■ **CONSEGNA DEL COMPITO**: Traduci in inglese questa frase del testo su Alcide Degasperi: «L’Unione Europea ha visto in lui un modello politico da ricordare, dedicandogli una sala che è stata inaugurata il 23 marzo scorso, la sala del Gruppo Popolare Europeo a Bruxelles.»

■ **BRANO PROPOSTO**:
-*-*-

Alcide Degasperi: un politico attuale transfrontaliero con la qualità della buona mediazione

di MARTINA CECCO

L’Unione Europea ha visto in lui un modello politico da ricordare, dedicandogli una sala che è stata inaugurata il 23 marzo scorso, la sala del Gruppo Popolare Europeo a Bruxelles. Uno degli esempi più coerenti che possiamo trovare tra i politici italiani che hanno avuto un ruolo di grande responsabilità nel nascente Parlamento italiano è proprio quello di Alcide Degasperi, uno statista più volte citato per la sua integrità morale, una caratteristica che lo contraddistinse in tutta la sua carriera politica, cominciata da rappresentate di una minoranza, la minoranza italiana, per cui rappresentò nei suoi interventi principalmente i trentini, parlando però in tedesco, presso Camera dei deputati (Haus der Abgeordneten) del Reichsrat austriaco.

-*-*-

Dati di puntamento su oggetti nominati

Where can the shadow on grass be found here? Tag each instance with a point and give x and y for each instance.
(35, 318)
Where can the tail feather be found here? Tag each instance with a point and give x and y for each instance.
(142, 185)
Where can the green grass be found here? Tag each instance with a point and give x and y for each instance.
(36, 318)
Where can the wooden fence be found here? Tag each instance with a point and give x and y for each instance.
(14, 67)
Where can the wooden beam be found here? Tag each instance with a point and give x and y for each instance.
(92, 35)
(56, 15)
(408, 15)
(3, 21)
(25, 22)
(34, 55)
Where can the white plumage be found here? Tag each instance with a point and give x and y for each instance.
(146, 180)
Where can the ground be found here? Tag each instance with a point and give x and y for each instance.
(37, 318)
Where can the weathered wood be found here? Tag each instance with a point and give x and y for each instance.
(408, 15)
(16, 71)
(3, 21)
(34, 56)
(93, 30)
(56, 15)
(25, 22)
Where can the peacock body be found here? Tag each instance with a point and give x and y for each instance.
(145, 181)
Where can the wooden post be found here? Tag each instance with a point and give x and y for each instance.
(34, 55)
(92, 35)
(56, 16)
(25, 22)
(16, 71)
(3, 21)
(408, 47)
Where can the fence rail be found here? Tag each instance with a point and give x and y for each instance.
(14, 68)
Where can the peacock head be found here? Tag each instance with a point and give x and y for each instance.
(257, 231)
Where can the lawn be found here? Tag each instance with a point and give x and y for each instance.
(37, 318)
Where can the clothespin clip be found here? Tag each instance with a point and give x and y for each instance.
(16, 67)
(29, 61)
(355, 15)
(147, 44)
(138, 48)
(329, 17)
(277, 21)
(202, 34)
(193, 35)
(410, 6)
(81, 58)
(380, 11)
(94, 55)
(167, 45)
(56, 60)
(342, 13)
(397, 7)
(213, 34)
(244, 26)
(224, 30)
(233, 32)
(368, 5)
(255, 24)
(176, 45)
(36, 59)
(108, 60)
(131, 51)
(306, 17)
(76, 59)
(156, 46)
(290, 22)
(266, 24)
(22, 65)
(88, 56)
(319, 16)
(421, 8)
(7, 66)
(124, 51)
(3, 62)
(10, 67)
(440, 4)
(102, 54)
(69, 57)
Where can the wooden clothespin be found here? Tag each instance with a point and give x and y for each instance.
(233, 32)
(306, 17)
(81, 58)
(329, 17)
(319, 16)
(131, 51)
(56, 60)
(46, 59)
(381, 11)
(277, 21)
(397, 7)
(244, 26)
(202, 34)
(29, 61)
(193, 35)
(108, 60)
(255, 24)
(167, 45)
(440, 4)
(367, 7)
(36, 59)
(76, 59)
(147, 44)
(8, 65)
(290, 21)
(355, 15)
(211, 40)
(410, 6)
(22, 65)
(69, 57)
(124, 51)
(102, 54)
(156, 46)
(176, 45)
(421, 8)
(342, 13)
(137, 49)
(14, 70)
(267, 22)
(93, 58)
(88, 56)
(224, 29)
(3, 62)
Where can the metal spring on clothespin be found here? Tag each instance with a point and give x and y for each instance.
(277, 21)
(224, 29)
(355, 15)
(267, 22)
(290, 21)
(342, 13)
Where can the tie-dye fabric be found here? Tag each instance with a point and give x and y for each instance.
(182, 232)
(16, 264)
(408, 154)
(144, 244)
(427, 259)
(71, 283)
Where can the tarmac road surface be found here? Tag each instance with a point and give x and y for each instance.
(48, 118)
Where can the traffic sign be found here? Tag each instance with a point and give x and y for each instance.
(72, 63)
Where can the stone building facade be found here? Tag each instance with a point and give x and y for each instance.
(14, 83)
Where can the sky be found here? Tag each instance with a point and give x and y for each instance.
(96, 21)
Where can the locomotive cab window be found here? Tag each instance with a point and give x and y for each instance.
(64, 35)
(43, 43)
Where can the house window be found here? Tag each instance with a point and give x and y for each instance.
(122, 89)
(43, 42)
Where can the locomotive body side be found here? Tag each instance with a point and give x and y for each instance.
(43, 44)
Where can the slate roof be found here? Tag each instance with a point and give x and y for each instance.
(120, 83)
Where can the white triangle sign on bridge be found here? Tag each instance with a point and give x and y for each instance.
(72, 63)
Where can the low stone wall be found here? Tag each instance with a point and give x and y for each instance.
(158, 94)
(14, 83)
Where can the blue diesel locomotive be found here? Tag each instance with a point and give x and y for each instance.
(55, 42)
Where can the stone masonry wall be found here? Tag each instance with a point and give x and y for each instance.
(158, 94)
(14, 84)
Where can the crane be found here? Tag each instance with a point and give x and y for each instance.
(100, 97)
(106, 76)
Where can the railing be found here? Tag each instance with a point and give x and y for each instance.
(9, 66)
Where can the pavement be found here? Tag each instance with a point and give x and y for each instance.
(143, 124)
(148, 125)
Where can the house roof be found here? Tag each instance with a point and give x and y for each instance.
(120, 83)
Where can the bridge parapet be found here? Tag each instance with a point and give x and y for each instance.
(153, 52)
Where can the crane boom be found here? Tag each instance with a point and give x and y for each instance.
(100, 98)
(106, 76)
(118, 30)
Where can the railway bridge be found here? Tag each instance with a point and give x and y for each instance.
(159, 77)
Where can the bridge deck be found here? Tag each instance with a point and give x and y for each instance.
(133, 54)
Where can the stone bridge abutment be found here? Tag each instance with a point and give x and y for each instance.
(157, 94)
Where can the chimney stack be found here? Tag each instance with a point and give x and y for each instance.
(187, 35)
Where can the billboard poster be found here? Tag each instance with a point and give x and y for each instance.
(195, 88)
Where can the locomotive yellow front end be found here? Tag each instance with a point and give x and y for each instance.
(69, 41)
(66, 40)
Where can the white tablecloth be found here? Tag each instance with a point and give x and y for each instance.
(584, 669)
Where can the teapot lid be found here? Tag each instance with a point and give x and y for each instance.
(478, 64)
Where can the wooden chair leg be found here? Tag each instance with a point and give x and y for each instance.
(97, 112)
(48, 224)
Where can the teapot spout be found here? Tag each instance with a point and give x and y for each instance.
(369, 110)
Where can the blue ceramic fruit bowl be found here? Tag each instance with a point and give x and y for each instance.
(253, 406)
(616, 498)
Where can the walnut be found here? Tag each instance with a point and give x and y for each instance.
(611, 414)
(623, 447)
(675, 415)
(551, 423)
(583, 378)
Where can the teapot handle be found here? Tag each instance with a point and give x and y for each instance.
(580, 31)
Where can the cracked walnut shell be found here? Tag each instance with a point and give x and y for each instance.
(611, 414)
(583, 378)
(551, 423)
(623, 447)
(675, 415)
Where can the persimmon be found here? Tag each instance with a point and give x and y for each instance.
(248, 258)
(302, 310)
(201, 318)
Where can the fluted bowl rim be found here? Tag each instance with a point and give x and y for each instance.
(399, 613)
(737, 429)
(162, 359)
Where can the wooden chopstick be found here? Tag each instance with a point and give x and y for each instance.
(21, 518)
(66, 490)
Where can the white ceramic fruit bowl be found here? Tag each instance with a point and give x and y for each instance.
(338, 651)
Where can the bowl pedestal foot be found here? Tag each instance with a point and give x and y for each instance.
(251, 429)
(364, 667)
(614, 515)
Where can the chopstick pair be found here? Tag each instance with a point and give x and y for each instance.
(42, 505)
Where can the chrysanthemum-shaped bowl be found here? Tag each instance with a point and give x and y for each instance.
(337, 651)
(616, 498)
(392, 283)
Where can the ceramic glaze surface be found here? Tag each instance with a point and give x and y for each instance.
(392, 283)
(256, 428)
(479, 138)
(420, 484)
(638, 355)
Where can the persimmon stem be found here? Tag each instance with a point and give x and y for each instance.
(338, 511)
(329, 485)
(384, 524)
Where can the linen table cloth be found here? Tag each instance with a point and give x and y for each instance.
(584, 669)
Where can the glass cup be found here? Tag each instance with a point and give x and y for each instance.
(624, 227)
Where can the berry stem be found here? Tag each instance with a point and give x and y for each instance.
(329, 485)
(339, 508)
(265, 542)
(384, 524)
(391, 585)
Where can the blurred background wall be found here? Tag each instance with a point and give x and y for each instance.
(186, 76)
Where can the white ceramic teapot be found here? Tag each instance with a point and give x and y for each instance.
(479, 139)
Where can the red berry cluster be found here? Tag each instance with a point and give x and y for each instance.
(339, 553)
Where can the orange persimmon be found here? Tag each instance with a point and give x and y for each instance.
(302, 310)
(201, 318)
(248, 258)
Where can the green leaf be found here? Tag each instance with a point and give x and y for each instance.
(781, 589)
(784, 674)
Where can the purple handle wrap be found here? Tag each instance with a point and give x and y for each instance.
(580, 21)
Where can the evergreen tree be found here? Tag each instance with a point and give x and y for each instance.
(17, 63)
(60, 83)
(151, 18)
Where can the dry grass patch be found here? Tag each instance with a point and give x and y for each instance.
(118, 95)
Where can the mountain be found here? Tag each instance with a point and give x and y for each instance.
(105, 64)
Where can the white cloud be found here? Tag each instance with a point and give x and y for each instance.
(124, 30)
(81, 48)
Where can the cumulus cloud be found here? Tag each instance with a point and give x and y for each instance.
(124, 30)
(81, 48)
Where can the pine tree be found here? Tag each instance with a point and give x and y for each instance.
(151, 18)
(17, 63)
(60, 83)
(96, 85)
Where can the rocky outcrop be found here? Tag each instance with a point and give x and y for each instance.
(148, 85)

-*-*-

■ **RISPOSTA AL COMPITO**: The European Union saw in him a political model worth remembering, dedicating to him a room that was inaugurated this past March 23, the room of the European People's Party Group in Brussels.